Dataset rows:
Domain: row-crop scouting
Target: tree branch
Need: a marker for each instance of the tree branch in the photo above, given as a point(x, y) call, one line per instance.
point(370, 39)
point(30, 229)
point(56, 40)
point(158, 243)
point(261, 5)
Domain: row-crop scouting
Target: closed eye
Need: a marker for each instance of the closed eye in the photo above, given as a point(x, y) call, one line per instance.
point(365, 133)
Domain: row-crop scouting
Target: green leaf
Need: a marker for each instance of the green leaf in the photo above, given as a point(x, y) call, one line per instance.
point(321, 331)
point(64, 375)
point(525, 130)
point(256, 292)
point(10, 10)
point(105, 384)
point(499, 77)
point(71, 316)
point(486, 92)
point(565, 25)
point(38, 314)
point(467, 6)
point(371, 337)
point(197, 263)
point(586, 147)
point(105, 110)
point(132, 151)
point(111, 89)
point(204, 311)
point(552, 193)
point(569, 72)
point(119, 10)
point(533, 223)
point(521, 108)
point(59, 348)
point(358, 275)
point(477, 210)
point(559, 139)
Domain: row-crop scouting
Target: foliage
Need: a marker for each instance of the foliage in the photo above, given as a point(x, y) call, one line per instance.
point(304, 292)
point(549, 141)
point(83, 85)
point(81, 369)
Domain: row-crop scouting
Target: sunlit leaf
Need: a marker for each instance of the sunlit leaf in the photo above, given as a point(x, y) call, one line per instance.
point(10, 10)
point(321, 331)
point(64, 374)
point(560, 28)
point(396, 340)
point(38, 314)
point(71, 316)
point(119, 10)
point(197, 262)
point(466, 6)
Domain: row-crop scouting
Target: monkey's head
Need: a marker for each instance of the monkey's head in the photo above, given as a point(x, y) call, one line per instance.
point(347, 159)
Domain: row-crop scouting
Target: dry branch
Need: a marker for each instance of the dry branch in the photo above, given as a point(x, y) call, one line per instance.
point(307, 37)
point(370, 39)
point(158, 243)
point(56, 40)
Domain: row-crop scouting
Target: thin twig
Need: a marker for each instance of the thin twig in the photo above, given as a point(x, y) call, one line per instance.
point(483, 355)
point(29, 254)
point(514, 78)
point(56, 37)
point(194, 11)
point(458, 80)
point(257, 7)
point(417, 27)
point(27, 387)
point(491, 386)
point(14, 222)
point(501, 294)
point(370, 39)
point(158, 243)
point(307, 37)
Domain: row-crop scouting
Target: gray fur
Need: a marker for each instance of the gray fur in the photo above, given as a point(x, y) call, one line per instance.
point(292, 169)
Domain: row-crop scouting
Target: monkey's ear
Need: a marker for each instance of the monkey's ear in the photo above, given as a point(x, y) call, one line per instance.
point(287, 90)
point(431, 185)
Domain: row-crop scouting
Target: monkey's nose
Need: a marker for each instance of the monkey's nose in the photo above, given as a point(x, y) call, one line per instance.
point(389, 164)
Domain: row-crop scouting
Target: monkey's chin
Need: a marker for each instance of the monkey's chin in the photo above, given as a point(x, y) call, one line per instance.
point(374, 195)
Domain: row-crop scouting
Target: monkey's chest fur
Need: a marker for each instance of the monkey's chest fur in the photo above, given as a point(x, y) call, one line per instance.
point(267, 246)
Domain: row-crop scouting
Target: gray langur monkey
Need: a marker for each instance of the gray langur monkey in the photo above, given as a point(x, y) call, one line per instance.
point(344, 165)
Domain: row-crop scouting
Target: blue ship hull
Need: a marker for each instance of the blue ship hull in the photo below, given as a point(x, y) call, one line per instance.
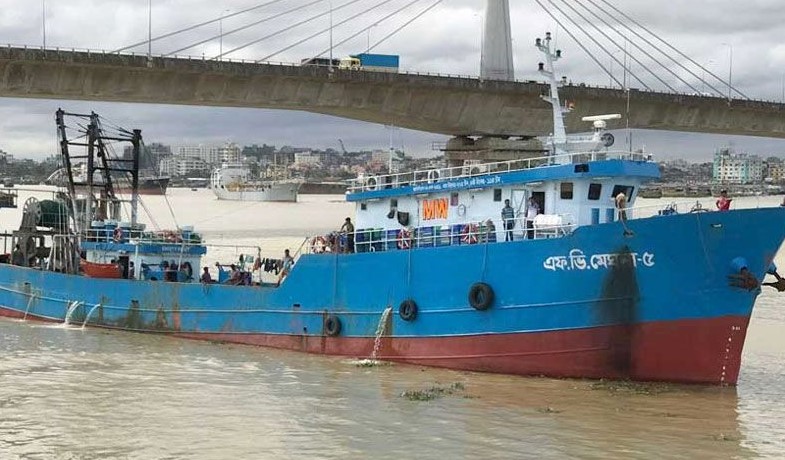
point(657, 305)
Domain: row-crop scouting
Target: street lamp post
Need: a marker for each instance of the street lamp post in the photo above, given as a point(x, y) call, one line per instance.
point(221, 35)
point(43, 19)
point(730, 71)
point(149, 28)
point(368, 49)
point(611, 66)
point(703, 76)
point(331, 34)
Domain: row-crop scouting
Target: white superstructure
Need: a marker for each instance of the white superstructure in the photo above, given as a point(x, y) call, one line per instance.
point(233, 181)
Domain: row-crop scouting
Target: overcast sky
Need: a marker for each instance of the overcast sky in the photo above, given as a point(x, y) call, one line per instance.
point(446, 40)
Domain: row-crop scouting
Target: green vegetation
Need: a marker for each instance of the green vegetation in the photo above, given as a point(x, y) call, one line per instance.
point(434, 392)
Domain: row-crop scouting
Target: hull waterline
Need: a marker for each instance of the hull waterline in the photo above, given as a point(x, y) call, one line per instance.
point(671, 316)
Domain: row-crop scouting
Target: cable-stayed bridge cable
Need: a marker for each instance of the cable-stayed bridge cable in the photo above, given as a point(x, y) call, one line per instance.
point(608, 52)
point(580, 43)
point(404, 25)
point(247, 26)
point(633, 31)
point(312, 36)
point(196, 26)
point(363, 30)
point(305, 21)
point(638, 24)
point(644, 51)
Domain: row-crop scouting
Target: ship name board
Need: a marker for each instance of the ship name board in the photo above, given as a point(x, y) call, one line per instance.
point(466, 182)
point(435, 209)
point(577, 260)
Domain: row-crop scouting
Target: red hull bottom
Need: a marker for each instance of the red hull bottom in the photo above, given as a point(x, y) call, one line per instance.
point(685, 351)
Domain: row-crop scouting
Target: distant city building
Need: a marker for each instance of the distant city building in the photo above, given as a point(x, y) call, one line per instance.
point(230, 153)
point(212, 155)
point(306, 160)
point(182, 166)
point(732, 168)
point(775, 170)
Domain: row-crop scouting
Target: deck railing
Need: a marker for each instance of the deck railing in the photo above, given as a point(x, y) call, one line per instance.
point(485, 231)
point(430, 176)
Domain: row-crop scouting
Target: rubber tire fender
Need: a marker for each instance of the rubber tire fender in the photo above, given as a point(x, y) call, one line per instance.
point(408, 310)
point(481, 296)
point(332, 325)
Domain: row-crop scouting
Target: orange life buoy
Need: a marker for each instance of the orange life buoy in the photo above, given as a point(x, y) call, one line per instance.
point(318, 245)
point(404, 239)
point(469, 233)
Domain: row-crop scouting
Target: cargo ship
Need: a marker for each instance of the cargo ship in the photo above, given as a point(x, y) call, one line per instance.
point(538, 266)
point(233, 181)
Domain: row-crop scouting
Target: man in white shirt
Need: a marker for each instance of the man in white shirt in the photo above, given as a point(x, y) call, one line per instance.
point(532, 209)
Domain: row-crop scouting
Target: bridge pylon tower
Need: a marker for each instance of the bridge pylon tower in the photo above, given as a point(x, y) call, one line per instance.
point(496, 59)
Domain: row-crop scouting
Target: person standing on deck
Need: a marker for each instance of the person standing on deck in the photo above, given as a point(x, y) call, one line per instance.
point(621, 205)
point(532, 210)
point(348, 229)
point(508, 217)
point(723, 203)
point(17, 258)
point(288, 262)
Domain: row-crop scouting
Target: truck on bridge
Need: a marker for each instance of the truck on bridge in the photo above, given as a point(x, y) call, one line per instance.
point(371, 62)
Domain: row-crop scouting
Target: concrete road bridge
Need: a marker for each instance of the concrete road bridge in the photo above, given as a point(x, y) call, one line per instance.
point(451, 105)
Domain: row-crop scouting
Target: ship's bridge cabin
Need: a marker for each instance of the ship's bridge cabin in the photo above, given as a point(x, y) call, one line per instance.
point(549, 197)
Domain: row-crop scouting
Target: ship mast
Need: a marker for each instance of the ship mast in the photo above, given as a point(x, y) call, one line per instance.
point(97, 159)
point(559, 136)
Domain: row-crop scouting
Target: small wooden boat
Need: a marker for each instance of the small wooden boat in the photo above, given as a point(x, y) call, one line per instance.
point(96, 270)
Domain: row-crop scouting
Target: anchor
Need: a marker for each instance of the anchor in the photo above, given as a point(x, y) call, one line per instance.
point(779, 285)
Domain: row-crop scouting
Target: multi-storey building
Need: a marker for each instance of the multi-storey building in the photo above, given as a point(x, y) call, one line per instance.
point(732, 168)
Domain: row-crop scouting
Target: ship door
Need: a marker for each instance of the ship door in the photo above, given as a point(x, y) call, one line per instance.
point(519, 199)
point(124, 264)
point(539, 198)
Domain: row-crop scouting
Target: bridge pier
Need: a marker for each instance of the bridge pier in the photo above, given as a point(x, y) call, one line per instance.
point(490, 149)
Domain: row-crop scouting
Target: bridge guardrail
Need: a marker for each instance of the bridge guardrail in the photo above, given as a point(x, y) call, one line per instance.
point(408, 72)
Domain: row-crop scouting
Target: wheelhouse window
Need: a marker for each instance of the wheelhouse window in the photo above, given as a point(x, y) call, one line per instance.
point(595, 190)
point(566, 190)
point(626, 189)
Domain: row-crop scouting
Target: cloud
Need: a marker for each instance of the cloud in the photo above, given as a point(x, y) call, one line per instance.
point(446, 40)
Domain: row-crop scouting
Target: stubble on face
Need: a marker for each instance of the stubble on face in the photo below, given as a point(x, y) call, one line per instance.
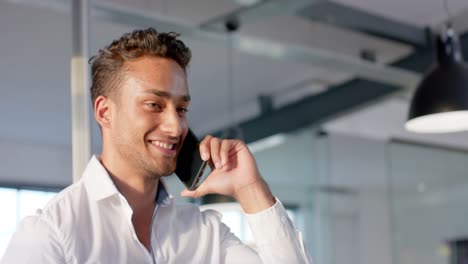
point(133, 128)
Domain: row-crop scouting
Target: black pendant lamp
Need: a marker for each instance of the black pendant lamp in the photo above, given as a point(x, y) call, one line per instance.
point(440, 103)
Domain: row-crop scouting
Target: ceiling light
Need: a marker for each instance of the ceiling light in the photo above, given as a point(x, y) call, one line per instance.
point(440, 103)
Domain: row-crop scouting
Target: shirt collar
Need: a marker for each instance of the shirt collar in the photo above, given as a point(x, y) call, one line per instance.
point(99, 184)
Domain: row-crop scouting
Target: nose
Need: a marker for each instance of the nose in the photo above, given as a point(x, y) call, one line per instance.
point(172, 124)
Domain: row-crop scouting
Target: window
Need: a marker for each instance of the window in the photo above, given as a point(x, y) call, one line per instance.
point(21, 203)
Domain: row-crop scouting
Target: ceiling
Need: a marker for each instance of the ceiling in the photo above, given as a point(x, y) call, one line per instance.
point(283, 50)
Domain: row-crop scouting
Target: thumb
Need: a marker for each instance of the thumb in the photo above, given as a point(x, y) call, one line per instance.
point(199, 192)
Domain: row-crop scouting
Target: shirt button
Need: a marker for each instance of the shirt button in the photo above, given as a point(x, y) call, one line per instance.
point(283, 219)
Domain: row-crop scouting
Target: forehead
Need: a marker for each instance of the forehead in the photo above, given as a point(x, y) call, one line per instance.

## JOB
Copy out each line in the entries above that contains the string "person". Count a line only when its capitalization matches.

## EXERCISE OUTPUT
Target: person standing on deck
Need: a marker for each instance of the person standing on deck in the photo above, given as a point(x, y) call, one line per instance.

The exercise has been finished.